Your objective |
Look through the entries for the string "airport" and copy every line where it shows up.

(Extracted records)
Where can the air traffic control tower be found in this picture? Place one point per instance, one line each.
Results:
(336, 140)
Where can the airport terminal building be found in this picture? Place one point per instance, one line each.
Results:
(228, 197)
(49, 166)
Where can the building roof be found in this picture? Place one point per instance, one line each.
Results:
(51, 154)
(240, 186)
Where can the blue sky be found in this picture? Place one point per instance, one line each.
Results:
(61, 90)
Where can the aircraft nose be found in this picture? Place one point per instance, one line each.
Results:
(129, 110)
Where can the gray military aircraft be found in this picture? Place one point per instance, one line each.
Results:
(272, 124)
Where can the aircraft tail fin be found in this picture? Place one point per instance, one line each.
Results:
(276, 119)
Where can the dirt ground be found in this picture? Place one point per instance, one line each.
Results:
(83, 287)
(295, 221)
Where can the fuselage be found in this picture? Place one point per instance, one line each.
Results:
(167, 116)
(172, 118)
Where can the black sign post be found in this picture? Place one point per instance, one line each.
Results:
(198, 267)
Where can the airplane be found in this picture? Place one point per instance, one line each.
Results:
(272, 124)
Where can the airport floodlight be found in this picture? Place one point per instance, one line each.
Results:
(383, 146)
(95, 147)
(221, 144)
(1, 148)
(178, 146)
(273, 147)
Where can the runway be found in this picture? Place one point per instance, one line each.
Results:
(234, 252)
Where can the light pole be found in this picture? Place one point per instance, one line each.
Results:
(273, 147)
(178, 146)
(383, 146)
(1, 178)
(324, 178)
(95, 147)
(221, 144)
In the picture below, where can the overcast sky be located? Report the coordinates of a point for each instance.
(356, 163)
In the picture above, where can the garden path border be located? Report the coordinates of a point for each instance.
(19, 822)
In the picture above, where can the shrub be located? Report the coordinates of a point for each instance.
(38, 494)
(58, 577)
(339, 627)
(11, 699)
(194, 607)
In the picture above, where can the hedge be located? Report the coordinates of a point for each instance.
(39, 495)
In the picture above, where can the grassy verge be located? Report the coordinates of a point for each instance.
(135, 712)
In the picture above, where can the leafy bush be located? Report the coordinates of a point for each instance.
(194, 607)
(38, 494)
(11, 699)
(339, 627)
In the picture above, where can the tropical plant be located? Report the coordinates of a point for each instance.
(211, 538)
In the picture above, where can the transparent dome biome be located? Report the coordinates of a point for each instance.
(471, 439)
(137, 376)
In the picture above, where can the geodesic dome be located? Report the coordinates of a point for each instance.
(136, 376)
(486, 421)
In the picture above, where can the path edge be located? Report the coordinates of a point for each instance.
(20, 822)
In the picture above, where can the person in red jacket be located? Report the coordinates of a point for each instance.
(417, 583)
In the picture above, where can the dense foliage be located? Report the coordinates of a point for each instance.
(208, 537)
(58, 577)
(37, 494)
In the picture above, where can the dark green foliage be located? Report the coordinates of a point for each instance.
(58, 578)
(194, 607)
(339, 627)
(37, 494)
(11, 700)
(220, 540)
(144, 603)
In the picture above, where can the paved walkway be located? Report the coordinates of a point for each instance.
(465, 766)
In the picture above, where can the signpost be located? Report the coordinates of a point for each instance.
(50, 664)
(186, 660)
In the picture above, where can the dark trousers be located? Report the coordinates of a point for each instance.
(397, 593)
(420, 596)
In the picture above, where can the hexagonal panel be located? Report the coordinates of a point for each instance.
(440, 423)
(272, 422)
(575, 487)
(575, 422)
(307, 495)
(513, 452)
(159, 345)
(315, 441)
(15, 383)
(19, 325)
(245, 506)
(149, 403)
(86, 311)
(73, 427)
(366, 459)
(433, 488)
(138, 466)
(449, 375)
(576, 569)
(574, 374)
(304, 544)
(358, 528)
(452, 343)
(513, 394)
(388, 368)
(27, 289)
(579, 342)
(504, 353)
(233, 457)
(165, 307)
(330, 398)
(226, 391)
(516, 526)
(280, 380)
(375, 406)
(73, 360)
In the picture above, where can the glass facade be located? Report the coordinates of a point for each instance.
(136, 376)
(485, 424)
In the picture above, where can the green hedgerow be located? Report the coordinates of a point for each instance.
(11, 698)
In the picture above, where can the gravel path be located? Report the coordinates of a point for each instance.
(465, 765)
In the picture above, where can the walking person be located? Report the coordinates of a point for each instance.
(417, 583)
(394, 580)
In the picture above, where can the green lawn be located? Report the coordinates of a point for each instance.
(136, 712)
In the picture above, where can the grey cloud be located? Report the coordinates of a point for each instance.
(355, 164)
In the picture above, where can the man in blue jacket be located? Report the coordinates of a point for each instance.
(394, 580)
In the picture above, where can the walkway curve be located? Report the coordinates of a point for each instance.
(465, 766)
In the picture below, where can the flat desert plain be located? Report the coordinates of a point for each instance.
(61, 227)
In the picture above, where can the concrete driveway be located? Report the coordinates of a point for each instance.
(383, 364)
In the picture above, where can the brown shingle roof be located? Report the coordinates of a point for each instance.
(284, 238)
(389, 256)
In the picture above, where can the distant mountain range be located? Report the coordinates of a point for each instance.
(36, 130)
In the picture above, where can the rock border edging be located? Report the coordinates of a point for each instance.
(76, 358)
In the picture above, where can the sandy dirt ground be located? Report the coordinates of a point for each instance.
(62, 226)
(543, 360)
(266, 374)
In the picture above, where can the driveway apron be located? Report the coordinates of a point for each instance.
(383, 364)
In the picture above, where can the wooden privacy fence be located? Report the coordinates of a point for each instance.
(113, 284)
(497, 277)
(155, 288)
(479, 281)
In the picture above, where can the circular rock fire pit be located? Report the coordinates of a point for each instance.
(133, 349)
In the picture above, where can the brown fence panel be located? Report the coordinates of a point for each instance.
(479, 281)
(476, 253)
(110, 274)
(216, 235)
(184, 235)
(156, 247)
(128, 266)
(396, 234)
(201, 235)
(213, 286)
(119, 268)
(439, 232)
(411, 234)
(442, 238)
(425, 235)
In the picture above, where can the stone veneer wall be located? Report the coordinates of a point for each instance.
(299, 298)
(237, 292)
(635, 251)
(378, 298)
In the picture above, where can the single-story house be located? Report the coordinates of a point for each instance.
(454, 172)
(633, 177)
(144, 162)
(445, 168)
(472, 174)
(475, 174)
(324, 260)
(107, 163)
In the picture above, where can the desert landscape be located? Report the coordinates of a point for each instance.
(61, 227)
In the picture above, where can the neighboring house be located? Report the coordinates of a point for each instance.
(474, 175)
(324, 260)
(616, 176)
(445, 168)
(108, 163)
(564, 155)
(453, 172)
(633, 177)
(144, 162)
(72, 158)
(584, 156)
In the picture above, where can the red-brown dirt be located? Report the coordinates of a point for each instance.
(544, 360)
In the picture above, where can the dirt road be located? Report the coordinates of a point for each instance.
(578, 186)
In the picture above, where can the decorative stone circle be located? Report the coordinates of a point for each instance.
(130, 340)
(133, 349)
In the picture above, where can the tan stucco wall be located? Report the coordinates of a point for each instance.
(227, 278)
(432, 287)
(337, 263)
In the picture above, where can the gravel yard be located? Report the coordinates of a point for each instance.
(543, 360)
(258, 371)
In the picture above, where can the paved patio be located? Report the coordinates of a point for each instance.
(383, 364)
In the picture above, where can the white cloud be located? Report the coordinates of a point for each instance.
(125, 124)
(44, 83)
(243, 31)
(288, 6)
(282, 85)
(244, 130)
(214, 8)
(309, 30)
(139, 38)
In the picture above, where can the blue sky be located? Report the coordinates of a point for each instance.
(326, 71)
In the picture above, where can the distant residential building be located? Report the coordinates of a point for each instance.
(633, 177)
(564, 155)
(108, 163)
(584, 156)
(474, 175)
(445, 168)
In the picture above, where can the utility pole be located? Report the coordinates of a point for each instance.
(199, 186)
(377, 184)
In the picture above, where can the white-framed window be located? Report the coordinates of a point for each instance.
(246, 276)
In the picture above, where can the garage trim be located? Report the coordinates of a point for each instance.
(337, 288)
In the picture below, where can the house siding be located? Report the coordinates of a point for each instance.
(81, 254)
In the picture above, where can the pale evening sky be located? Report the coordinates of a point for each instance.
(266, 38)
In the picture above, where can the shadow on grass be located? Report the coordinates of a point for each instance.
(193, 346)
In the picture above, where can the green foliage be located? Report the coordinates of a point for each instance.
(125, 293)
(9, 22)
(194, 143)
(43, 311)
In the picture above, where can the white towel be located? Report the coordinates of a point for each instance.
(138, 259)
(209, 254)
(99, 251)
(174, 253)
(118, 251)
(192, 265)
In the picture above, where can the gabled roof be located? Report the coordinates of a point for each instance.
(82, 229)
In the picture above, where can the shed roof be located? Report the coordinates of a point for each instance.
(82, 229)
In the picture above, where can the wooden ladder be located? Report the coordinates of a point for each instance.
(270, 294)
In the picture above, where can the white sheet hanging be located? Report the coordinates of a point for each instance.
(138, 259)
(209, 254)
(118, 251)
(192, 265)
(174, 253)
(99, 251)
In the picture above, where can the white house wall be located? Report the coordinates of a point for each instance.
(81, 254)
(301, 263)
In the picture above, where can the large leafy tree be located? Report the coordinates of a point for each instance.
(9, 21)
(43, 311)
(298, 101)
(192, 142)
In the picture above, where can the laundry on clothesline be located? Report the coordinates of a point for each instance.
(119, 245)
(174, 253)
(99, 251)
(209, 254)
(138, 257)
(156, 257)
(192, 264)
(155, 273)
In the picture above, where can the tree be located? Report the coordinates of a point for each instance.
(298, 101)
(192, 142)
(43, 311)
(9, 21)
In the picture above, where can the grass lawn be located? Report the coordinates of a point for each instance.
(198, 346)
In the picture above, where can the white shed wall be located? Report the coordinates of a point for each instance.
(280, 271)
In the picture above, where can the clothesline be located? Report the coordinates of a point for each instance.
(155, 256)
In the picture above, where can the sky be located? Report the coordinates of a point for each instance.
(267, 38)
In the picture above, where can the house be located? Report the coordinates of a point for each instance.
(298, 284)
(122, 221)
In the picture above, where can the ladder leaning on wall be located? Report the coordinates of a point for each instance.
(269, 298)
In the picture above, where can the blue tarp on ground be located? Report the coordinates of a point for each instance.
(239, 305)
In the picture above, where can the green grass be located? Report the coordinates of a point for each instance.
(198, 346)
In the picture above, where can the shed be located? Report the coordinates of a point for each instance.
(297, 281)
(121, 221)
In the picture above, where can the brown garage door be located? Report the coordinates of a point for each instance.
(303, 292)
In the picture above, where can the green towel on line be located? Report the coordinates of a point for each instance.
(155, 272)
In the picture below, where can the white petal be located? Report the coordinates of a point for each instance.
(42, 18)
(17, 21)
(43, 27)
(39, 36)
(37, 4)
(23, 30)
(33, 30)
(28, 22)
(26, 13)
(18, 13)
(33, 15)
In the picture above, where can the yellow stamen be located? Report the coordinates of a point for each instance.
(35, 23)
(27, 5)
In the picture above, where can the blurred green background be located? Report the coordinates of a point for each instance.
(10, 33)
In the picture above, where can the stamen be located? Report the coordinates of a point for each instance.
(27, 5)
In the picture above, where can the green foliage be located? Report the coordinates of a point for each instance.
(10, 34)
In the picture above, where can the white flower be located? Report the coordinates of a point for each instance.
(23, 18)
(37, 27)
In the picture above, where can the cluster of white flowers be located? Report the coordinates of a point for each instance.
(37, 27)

Answer box |
Where can the airport terminal building be found in this picture? Place one point per instance, one line each.
Where can the airport floodlight be found in this picture? Place one point per instance, one line each.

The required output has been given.